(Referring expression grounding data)
►

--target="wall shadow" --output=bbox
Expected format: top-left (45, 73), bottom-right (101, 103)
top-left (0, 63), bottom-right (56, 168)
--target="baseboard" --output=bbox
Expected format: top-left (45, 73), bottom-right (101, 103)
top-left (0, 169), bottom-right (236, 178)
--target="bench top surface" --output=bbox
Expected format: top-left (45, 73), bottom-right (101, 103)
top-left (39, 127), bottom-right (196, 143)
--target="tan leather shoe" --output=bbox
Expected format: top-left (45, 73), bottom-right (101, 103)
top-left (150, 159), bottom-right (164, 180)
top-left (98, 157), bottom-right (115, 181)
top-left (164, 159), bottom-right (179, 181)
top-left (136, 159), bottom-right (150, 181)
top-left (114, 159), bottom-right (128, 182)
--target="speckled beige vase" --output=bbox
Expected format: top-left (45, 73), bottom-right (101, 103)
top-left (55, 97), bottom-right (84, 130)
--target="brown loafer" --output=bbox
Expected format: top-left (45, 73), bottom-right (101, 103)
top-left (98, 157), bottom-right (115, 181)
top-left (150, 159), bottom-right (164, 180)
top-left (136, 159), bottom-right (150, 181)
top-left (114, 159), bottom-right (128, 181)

◄
►

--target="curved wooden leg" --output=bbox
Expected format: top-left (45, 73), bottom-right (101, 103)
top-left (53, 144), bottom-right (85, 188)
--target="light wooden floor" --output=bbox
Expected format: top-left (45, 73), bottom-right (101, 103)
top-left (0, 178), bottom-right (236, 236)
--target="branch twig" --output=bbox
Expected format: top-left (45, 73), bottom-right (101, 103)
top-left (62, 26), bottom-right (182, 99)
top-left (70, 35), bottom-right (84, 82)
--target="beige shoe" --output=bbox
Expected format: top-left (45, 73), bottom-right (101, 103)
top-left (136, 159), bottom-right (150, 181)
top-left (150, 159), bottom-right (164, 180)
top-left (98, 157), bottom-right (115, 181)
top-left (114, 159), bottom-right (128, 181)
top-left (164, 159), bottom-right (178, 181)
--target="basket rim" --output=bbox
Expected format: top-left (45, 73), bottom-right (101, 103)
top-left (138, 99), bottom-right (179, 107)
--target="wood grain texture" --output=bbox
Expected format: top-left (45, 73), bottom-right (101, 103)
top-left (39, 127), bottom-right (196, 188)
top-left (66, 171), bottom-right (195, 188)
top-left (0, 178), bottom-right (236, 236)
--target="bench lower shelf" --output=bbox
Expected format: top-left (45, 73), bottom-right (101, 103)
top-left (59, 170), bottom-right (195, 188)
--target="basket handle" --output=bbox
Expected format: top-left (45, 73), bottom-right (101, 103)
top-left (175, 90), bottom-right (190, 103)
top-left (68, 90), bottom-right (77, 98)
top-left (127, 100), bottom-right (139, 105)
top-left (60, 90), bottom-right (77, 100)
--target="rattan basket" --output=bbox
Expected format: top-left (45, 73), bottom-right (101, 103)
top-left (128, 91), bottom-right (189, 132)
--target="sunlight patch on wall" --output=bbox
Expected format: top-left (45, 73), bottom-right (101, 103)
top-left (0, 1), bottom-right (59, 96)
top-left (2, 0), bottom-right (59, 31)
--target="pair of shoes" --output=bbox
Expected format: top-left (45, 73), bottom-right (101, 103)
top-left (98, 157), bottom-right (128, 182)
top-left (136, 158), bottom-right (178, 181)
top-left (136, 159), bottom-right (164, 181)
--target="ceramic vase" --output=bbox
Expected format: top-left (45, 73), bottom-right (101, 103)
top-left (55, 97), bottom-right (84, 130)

◄

- **TASK TO CARRY OUT**
Show a copy of each line from the data that includes the word "basket".

- **ANSWER BOX**
--target="basket rim" --output=bbox
--target="basket handle" --output=bbox
--target="rattan basket" --output=bbox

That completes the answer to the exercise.